Image point annotation entries
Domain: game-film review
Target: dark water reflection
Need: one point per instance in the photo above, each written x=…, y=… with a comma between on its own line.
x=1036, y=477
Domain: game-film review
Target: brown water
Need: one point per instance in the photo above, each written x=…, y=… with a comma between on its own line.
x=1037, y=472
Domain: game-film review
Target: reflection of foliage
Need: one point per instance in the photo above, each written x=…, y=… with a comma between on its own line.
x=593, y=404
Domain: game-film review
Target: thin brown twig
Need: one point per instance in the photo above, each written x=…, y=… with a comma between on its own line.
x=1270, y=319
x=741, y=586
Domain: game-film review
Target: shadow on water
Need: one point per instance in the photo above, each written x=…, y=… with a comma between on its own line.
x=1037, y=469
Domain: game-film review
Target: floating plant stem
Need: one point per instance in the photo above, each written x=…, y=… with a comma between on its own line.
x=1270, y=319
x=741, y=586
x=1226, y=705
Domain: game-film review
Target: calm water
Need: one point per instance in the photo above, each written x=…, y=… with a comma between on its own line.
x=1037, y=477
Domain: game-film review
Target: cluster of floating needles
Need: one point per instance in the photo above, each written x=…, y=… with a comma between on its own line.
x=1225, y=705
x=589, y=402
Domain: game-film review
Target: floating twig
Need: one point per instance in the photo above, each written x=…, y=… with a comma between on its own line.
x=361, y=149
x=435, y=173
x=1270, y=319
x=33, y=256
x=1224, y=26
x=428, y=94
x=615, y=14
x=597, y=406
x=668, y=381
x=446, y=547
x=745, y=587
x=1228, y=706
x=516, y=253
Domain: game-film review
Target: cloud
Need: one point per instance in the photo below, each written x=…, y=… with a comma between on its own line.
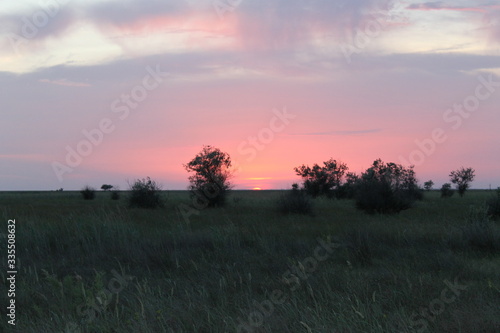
x=26, y=157
x=441, y=5
x=65, y=82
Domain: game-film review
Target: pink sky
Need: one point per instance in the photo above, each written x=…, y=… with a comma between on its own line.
x=276, y=84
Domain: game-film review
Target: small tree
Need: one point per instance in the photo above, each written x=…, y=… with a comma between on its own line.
x=145, y=193
x=211, y=173
x=387, y=188
x=347, y=190
x=428, y=185
x=446, y=190
x=88, y=192
x=494, y=205
x=462, y=178
x=322, y=180
x=106, y=187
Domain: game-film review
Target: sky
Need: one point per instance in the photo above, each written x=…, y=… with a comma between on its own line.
x=110, y=91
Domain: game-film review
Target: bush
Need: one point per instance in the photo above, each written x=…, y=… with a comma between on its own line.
x=88, y=193
x=209, y=182
x=494, y=205
x=295, y=201
x=446, y=191
x=322, y=180
x=387, y=188
x=145, y=193
x=378, y=197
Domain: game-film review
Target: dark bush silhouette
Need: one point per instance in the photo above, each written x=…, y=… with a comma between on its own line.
x=295, y=201
x=145, y=193
x=106, y=187
x=347, y=190
x=462, y=178
x=322, y=180
x=494, y=205
x=428, y=185
x=447, y=191
x=88, y=193
x=209, y=183
x=387, y=188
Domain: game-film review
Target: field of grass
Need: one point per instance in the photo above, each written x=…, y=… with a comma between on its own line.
x=98, y=266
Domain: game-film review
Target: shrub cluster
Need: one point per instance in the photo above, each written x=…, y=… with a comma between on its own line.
x=494, y=205
x=88, y=193
x=145, y=193
x=447, y=191
x=387, y=188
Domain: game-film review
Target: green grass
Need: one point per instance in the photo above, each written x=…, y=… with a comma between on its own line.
x=205, y=274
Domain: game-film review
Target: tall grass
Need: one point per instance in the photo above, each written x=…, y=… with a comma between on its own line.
x=209, y=275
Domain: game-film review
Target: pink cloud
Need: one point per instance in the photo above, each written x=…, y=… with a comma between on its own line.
x=65, y=82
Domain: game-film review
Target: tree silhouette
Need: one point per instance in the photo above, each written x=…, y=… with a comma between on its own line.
x=322, y=180
x=428, y=185
x=210, y=179
x=106, y=187
x=462, y=178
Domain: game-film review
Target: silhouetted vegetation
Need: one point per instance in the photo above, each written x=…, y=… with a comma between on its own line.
x=296, y=201
x=106, y=187
x=322, y=180
x=88, y=193
x=462, y=178
x=145, y=193
x=428, y=185
x=494, y=205
x=209, y=183
x=447, y=191
x=347, y=190
x=387, y=188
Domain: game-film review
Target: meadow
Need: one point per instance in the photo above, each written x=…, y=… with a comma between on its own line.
x=99, y=266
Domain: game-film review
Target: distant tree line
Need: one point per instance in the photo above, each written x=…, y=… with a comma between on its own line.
x=382, y=188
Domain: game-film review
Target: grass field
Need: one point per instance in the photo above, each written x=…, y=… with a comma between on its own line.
x=98, y=266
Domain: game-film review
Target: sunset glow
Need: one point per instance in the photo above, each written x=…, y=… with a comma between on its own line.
x=110, y=91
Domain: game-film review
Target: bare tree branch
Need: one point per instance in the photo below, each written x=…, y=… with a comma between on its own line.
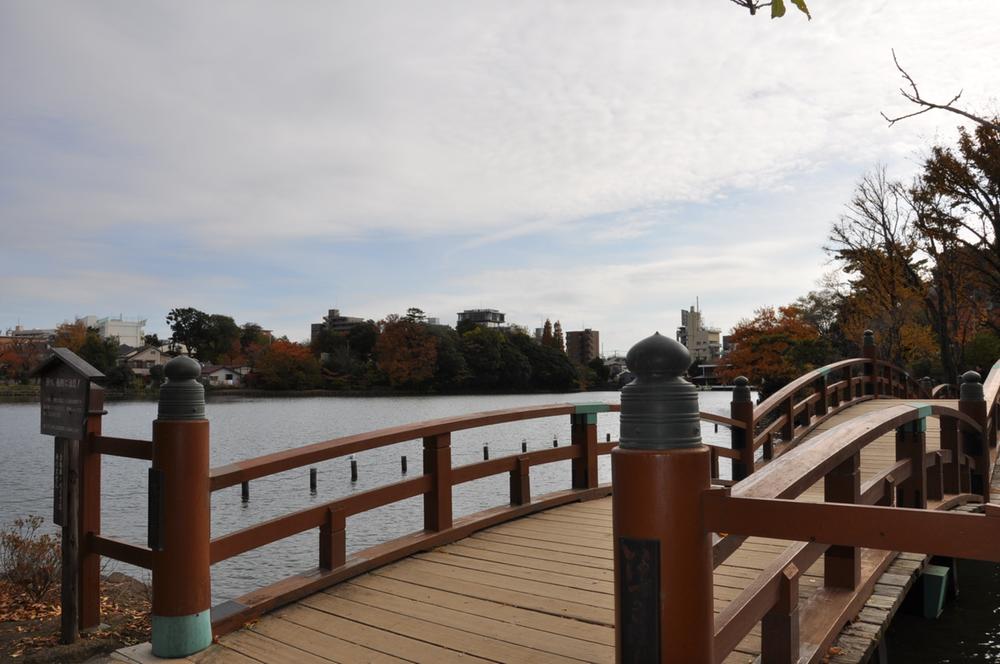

● EXERCISE
Lay out every line of the material above as a numbered list, skipping blank lines and omitting the pictures.

● REPLY
1. Domain: game-film review
2. Target: dark water reflection
3. Need: one point per instance in the photo above, each written x=…, y=… with a comma between on its own line.
4. x=1036, y=477
5. Domain: game-film review
6. Target: brown water
7. Need: one point per instance in the photo above, each written x=…, y=… with a comma between on its own line.
8. x=1037, y=472
9. Domain: game-film review
10. Target: reflection of foliage
11. Need: one point per instance in the photo above, each written x=…, y=… with a comma between on its own line.
12. x=593, y=404
13. Domain: game-film review
14. Target: thin brown twig
15. Need: one point per instance in the photo above, each written x=…, y=… with a comma between on its own line.
16. x=1270, y=319
17. x=741, y=586
18. Domain: game-film review
19. Target: shadow on water
20. Need: one point per instance in the photo above, each written x=…, y=… with a comma between on its own line.
21. x=1037, y=469
22. Domain: game-film review
23. Target: floating plant stem
24. Need: one point per instance in the photo above, each written x=…, y=… with a comma between on its own line.
25. x=1270, y=319
26. x=741, y=586
27. x=1226, y=705
28. Domain: game-film review
29. Target: calm water
30. Need: one point per instance in the photo above, each written x=…, y=… with a comma between on its own line.
31. x=1037, y=477
32. Domain: game-film review
33. Target: cluster of floating needles
34. Need: one point per instance in the photo above, each written x=…, y=… with a comma between on its own line.
35. x=1225, y=705
36. x=589, y=402
37. Domain: game-film review
38. Target: floating twig
39. Need: one point per instance in the photo above, each written x=…, y=… with a comma between on its own line.
40. x=361, y=149
41. x=435, y=173
42. x=1270, y=319
43. x=33, y=256
44. x=1224, y=26
45. x=428, y=94
46. x=615, y=14
47. x=597, y=406
48. x=668, y=381
49. x=446, y=547
50. x=745, y=587
51. x=1228, y=706
52. x=516, y=253
53. Domain: game-film review
54. Target: cloud
55. Need: one point per instance in the photo below, each written x=…, y=… with a comma between on its own line.
56. x=26, y=157
57. x=441, y=5
58. x=65, y=82
59. Domain: game-film review
60. Target: pink sky
61. Need: one point per instance in the photo above, each written x=…, y=… with a comma between on its own line.
62. x=276, y=84
63. Domain: game-film review
64. Target: small tree
65. Need: one point per instance in the photo above, each written x=…, y=… with a comma between on its own line.
66. x=145, y=193
67. x=211, y=173
68. x=387, y=188
69. x=347, y=190
70. x=428, y=185
71. x=446, y=190
72. x=88, y=192
73. x=494, y=205
74. x=462, y=178
75. x=322, y=180
76. x=106, y=187
77. Domain: game-film review
78. Target: sky
79. Need: one point per instance in the photo above, each written x=…, y=… with a comma between on its own line.
80. x=110, y=91
81. Domain: game-film review
82. Target: bush
83. Need: one point per instance in the photo above, each written x=…, y=… with a comma between on its own line.
84. x=88, y=193
85. x=209, y=182
86. x=494, y=205
87. x=295, y=201
88. x=446, y=191
89. x=322, y=180
90. x=387, y=188
91. x=145, y=193
92. x=378, y=197
93. Domain: game-film review
94. Target: dark bush silhouette
95. Need: one point per instance in the photo above, each written x=…, y=… with a comma between on its own line.
96. x=295, y=201
97. x=145, y=193
98. x=106, y=187
99. x=347, y=190
100. x=462, y=178
101. x=322, y=180
102. x=494, y=205
103. x=428, y=185
104. x=447, y=191
105. x=88, y=193
106. x=209, y=183
107. x=387, y=188
108. Domain: game-film review
109. Target: field of grass
110. Need: one point per instance in the photo above, each written x=…, y=… with a comma between on its own line.
111. x=98, y=266
112. Domain: game-film review
113. Target: shrub cluster
114. Need: one point per instance in the photo above, each written x=…, y=… with a comma between on its own line.
115. x=494, y=205
116. x=88, y=193
117. x=145, y=193
118. x=447, y=191
119. x=387, y=188
120. Domain: game-film review
121. Target: green grass
122. Need: one point per instance in the photo above, each written x=…, y=… with a comma between on its own line.
123. x=205, y=274
124. Domain: game-film review
125. Target: tall grass
126. Need: one point per instance in the photo above, each written x=…, y=… with a comma between on its own line.
127. x=209, y=275
128. Domain: game-film review
129. Target: pink cloud
130. Need: one point per instance in the photo above, each written x=…, y=… with a comma between on its own line.
131. x=65, y=82
132. Domain: game-film review
133. Target: tree silhouette
134. Need: one point per instance in the photo above, each written x=…, y=… with a comma between on its own line.
135. x=322, y=180
136. x=428, y=185
137. x=210, y=179
138. x=106, y=187
139. x=462, y=178
140. Domain: game-film review
141. Target: silhouetted vegetation
142. Need: one point per instance in the photo above, each written x=…, y=… with a comma between on its own line.
143. x=296, y=201
144. x=106, y=187
145. x=322, y=180
146. x=88, y=193
147. x=462, y=178
148. x=145, y=193
149. x=428, y=185
150. x=494, y=205
151. x=209, y=183
152. x=447, y=191
153. x=347, y=190
154. x=387, y=188
155. Domain: game-film review
156. Target: meadow
157. Need: one point per instance in the photo above, each written x=…, y=… with a comma between on its own line.
158. x=99, y=266
159. Domain: game-film review
160. Target: distant tree line
161. Need: one point per instance in the photo above, each written x=…, y=… with a comma between on its own line.
162. x=382, y=188
163. Domain: game-film review
164. Target: grass field
165. Need: one point per instance in the photo above, each written x=…, y=… with a comma between on its own line.
166. x=98, y=266
167. Domain: game-film review
168. Target: sunset glow
169. Need: one point per instance in the photo above, each written x=…, y=… with a comma between on its own line.
170. x=110, y=91
171. Domain: game-film review
172. Target: bare tree branch
173. Need: one point per instance in the photo below, each written x=…, y=… with a comma between on its own line.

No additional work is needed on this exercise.